* _RECORD LIST_
====

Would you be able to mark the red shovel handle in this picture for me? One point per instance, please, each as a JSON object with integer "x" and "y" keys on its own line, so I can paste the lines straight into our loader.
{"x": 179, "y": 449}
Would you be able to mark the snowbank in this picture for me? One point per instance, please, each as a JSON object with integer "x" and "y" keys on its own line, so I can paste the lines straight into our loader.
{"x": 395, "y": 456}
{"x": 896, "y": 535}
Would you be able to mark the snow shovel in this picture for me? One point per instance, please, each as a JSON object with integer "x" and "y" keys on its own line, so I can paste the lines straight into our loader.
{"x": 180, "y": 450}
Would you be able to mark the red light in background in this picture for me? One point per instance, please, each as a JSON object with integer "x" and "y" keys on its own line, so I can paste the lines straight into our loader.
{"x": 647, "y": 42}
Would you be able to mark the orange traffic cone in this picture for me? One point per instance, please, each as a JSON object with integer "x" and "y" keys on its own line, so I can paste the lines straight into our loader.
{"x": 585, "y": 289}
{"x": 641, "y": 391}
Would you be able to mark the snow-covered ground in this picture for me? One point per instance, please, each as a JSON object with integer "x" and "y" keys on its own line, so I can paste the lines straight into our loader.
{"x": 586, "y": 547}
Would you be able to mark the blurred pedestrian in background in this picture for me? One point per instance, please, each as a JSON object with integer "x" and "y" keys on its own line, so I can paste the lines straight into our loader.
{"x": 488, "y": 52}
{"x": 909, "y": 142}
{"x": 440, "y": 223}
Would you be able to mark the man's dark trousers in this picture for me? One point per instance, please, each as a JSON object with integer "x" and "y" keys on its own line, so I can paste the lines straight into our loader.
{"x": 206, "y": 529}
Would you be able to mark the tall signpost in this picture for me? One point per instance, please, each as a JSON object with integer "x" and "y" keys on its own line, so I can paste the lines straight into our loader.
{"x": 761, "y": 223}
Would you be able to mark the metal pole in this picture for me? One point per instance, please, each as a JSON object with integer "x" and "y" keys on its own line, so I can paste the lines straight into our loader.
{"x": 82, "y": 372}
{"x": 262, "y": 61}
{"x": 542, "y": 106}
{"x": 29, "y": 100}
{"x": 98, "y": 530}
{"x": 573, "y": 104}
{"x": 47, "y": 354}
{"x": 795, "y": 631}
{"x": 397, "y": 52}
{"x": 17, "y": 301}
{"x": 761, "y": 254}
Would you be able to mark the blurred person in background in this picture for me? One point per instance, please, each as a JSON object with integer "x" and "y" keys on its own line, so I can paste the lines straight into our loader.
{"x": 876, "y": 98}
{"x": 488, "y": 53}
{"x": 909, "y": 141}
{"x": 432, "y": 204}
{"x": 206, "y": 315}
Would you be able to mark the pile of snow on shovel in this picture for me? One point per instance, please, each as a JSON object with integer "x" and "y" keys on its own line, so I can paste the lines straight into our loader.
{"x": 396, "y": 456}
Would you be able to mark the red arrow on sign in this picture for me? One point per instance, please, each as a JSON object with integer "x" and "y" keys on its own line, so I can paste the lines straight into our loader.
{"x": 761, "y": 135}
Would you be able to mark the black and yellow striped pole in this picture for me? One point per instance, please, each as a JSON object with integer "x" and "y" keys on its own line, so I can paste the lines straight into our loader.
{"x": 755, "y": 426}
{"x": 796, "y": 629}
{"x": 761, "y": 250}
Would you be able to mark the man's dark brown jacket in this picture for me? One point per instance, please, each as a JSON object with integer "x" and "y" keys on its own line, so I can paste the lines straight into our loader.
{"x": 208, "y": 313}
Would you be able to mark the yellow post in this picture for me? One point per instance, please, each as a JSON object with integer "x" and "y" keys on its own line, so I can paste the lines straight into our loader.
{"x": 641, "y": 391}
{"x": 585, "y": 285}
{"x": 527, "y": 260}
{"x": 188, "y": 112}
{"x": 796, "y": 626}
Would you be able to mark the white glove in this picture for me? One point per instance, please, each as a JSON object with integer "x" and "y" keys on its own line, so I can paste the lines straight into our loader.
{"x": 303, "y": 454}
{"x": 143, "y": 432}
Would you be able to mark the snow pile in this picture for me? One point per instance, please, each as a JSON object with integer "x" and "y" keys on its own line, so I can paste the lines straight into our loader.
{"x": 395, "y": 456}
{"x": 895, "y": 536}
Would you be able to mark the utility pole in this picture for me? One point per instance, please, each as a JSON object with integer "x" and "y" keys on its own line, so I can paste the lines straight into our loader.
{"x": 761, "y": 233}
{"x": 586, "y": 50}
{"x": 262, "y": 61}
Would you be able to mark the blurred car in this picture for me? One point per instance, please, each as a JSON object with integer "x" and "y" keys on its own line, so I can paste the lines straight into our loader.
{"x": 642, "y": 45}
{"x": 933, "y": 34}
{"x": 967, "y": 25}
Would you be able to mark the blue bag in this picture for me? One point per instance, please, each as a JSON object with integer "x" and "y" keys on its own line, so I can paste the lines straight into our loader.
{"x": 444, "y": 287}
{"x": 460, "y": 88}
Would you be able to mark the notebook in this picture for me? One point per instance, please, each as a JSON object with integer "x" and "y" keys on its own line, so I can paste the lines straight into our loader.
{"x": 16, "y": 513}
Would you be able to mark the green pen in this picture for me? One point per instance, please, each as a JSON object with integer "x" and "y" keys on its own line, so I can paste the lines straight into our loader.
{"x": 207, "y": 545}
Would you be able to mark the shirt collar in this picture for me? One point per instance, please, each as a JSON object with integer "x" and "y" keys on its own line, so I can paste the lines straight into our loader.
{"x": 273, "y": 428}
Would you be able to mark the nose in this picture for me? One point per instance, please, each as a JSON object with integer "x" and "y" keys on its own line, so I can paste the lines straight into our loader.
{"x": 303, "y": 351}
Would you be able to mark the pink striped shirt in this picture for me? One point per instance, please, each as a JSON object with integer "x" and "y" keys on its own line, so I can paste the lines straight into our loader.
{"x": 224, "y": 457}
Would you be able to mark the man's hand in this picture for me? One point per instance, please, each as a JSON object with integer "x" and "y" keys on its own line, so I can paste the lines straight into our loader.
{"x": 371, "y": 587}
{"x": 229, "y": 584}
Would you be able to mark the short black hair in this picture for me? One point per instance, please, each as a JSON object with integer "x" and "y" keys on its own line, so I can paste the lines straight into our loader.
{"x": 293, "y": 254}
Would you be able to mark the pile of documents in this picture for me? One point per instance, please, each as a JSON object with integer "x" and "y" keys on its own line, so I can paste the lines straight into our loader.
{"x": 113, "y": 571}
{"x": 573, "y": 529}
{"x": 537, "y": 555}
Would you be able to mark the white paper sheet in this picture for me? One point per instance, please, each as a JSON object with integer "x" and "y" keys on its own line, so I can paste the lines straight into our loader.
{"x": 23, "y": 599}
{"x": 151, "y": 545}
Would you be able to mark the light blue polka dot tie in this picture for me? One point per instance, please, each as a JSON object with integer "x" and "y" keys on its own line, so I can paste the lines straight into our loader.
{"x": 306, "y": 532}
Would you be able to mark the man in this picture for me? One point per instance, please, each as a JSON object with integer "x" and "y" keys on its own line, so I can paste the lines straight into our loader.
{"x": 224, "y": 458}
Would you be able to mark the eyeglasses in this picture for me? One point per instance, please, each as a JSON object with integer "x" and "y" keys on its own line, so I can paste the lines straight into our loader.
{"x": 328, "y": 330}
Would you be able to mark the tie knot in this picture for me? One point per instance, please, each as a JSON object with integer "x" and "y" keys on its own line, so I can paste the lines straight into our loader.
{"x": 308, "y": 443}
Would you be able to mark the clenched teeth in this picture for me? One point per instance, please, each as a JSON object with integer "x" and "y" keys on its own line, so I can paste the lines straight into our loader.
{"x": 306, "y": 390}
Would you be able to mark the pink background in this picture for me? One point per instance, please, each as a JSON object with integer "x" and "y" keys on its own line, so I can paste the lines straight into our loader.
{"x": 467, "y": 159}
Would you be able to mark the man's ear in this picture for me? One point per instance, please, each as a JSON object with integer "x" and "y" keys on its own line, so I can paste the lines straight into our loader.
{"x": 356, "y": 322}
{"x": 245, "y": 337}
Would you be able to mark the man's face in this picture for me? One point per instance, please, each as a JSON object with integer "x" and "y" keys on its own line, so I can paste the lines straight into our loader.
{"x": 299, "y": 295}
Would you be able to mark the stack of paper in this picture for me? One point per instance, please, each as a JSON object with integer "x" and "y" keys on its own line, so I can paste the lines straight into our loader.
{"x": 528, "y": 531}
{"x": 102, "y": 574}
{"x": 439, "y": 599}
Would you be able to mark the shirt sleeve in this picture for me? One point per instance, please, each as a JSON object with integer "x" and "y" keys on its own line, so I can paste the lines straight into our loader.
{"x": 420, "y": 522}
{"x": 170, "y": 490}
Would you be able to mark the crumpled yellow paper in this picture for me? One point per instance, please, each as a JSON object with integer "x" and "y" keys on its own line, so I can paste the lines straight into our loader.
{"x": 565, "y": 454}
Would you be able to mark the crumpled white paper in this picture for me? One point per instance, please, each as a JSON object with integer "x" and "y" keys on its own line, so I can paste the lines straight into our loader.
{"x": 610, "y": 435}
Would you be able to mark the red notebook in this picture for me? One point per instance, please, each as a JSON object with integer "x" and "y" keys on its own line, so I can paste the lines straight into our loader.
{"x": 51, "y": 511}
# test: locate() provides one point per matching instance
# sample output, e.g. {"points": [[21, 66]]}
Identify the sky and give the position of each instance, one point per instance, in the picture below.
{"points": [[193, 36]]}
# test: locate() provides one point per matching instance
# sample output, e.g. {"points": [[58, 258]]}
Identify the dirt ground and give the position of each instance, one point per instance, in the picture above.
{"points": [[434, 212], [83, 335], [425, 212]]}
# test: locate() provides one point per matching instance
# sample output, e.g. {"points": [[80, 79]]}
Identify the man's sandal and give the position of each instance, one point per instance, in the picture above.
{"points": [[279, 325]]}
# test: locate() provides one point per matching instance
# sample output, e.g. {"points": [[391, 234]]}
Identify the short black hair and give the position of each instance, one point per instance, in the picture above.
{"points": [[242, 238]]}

====

* _GIVEN INSTRUCTION_
Reproduce word for word everything from the line containing "Would you be able to mark the crumpled white" down to the final line of the entries above, including both of those lines.

* _TASK RESULT_
Would you be able to mark the crumpled white paper in this picture for me? One point per instance, please, each as a JSON object with integer "x" and "y" keys on its own line, so I can paste the lines straight into our loader.
{"x": 610, "y": 435}
Would you be able to mark the red notebook in this picture for me? One point per instance, please, each as a JSON object with integer "x" and "y" keys on its own line, so I can paste the lines straight into our loader.
{"x": 51, "y": 511}
# test: locate() provides one point per matching instance
# sample output, e.g. {"points": [[21, 66]]}
Identify the sky and give the position of each instance, one point per instance, in the picture below.
{"points": [[193, 36]]}
# test: locate() provides one point per matching instance
# sample output, e.g. {"points": [[58, 258]]}
Identify the dirt ground and give the position of each instance, one point per instance, in the picture above.
{"points": [[434, 212], [83, 335], [425, 212]]}
# test: locate() provides one point per matching instance
# sample output, e.g. {"points": [[80, 79]]}
Identify the man's sandal and give the position of each instance, one point per instance, in the picture above.
{"points": [[279, 325]]}
# test: locate() provides one point per matching instance
# sample output, e.g. {"points": [[391, 234]]}
Identify the short black hair and give the position of each instance, one point per instance, in the picture above.
{"points": [[242, 238]]}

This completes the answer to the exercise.